## GIVEN REQUEST:
Convert the records below, from the line containing "Place one point per instance of the hosta" through the end of the records, into a JSON list of strings with one string per line and blank lines omitted.

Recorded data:
○ ○ ○ ○ ○

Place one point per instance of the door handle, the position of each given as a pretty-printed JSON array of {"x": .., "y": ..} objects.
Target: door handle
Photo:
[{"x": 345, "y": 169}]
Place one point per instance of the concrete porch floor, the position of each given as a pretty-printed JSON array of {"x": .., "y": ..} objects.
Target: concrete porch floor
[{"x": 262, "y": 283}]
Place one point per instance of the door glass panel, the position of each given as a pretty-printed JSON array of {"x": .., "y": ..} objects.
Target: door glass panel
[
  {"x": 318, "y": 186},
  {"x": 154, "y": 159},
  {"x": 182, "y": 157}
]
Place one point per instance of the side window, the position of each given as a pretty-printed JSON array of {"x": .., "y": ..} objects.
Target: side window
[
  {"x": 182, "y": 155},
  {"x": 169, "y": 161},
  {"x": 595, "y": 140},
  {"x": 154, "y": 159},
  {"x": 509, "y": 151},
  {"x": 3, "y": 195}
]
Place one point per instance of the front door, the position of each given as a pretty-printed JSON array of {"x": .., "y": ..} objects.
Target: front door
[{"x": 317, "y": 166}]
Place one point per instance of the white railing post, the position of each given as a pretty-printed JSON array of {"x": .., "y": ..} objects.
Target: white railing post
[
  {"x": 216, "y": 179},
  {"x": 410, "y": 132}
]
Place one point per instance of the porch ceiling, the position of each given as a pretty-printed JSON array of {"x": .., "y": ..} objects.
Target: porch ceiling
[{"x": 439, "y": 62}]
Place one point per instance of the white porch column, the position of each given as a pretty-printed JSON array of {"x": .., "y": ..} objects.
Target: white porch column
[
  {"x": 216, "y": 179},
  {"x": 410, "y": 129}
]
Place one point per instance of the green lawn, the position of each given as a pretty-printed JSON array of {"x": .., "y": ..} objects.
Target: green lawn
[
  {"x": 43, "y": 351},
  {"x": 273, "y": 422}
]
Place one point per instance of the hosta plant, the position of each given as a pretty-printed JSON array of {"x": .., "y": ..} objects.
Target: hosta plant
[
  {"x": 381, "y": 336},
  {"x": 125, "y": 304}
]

○ ○ ○ ○ ○

## CORRECT ANSWER:
[
  "Place one point per instance of the hosta plant, the position of each given as a pretty-printed JSON array of {\"x\": .., \"y\": ..} objects.",
  "Target: hosta plant",
  "[",
  "  {\"x\": 381, \"y\": 336},",
  "  {\"x\": 125, \"y\": 304}",
  "]"
]